(Saved entries)
^^^^^^^^

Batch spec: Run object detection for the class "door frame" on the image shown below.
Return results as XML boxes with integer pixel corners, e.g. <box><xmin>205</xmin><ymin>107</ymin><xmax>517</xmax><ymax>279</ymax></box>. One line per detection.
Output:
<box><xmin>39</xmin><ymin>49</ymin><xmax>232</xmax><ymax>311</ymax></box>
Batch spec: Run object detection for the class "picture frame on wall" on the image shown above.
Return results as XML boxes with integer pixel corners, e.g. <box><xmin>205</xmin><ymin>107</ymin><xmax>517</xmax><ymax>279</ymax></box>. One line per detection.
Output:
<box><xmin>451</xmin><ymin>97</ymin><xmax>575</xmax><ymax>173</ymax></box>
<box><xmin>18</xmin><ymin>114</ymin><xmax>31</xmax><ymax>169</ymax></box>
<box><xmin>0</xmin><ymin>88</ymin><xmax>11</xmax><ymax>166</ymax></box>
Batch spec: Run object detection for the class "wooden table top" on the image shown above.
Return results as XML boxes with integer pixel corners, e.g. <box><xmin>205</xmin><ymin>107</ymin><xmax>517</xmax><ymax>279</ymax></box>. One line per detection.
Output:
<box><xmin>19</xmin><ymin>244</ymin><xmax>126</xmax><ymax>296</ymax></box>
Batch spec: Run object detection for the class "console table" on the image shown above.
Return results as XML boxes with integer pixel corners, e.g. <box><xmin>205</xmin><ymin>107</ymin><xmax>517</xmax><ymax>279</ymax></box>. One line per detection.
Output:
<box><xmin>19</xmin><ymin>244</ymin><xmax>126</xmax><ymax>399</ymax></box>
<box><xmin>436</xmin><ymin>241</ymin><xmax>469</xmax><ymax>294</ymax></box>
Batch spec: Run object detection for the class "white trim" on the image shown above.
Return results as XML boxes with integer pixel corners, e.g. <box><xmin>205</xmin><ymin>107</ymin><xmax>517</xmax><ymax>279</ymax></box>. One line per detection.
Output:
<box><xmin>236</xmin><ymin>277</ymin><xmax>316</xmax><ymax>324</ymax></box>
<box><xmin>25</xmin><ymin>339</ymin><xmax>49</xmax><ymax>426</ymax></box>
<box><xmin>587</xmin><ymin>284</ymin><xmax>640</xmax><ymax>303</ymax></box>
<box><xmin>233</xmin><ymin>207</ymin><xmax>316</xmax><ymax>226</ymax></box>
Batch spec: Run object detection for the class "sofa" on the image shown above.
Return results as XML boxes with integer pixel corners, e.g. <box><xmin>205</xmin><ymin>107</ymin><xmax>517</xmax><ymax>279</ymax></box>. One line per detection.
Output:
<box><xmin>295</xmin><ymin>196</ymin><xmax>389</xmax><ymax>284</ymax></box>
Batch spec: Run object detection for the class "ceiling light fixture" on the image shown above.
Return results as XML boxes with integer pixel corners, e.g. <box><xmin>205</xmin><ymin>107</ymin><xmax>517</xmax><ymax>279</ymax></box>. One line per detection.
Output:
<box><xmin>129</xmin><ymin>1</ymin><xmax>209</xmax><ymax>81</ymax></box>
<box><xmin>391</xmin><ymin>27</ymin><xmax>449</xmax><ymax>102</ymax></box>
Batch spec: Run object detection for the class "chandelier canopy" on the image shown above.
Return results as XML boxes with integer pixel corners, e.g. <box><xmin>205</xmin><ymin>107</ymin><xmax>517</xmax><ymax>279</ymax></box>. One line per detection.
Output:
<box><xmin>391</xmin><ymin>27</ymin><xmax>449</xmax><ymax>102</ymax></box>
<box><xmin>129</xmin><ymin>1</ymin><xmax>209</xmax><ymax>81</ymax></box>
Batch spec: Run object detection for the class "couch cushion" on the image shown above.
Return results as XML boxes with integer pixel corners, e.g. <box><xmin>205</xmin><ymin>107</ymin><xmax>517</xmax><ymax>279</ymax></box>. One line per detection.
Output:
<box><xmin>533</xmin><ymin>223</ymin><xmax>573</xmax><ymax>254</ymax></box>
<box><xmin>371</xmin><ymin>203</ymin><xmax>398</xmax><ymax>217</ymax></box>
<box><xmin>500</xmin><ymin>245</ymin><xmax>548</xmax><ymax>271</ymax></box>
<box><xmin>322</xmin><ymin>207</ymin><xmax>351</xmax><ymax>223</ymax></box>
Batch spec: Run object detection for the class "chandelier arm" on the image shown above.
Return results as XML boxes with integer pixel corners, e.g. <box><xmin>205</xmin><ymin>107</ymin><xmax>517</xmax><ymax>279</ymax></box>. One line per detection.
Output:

^^^^^^^^

| WHAT TO PRODUCE |
List every line above that contains the word "table", copying each one in full.

| SOLUTION TO THIS PROBLEM |
Batch spec: Run object detection for the class "wooden table top" on the image shown above.
Batch spec: Run object detection for the class "console table" on the image shown above.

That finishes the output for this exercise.